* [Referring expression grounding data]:
● ● ●

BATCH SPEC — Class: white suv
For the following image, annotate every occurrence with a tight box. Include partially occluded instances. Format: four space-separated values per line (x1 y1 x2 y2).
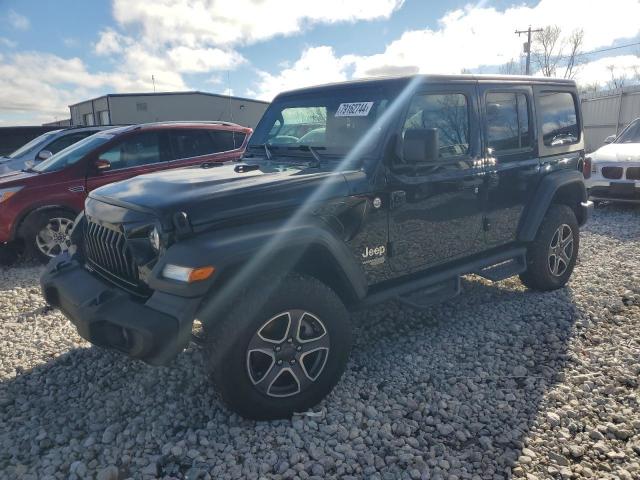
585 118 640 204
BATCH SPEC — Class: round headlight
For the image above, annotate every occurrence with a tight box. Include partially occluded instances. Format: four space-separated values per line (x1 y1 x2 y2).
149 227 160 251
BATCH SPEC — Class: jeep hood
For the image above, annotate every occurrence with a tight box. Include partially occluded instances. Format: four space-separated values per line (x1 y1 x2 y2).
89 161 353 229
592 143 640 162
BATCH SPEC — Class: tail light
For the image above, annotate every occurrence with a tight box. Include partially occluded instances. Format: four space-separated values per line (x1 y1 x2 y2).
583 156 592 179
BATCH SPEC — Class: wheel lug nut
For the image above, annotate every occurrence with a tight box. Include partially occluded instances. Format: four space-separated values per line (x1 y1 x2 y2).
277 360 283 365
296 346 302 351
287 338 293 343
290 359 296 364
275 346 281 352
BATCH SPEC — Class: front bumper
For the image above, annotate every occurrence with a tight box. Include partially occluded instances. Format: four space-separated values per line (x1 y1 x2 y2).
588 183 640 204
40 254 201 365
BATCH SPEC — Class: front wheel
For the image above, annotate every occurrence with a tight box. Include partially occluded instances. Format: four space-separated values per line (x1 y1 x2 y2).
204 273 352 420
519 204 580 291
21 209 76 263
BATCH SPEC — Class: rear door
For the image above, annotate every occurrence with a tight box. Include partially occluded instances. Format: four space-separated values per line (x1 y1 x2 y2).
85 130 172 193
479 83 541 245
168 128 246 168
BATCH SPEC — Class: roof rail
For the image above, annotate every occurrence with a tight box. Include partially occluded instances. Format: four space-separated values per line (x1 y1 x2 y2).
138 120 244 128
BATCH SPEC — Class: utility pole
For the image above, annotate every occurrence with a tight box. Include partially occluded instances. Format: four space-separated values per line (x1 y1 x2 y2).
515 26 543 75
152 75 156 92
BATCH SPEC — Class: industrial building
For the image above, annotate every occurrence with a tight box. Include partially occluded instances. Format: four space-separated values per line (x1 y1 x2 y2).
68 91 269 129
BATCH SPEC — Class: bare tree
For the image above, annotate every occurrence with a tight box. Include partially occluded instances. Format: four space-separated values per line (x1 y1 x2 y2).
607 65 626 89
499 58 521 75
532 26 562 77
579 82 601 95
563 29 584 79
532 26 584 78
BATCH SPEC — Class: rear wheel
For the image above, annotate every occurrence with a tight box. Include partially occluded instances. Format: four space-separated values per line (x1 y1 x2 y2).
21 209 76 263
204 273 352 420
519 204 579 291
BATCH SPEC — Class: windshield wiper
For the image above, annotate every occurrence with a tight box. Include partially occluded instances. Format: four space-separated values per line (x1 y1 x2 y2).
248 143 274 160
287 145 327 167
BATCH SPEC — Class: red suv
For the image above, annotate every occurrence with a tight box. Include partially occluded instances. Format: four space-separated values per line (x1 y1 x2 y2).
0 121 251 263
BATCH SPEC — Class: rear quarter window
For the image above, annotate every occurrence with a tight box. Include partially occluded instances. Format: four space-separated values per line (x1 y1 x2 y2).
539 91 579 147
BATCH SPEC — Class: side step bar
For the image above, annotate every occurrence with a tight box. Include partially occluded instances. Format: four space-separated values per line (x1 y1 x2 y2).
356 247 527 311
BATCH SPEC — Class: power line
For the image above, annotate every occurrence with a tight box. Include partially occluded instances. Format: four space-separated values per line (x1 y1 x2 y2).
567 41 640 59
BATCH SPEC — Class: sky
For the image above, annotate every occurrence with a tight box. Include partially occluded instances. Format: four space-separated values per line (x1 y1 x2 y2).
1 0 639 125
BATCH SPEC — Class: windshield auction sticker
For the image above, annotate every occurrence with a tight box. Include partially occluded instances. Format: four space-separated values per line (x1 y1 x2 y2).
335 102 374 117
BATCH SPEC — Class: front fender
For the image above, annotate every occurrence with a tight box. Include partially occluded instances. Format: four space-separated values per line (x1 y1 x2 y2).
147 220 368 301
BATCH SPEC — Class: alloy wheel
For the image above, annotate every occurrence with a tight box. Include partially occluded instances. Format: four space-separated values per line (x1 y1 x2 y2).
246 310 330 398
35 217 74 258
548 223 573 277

● ● ●

* [Exercise directions]:
All that should be returned is the run of lines from the start of the entries above to the line bearing "BATCH SPEC — Class: jeep hood", each exact, with pictures omitted.

* [Answer area]:
BATCH SPEC — Class: white suv
For the following image, annotate every occurrence with a tight box. Include partially occluded instances. Format: four space-separated values per line (x1 y1 x2 y2).
585 118 640 204
BATCH SPEC — Class: round headlight
For the image above, annotate every occurrence with a tight box. Include partially occluded instances. Format: four space-separated values per line (x1 y1 x2 y2).
149 227 160 251
BATCH SPEC — Class: jeep hood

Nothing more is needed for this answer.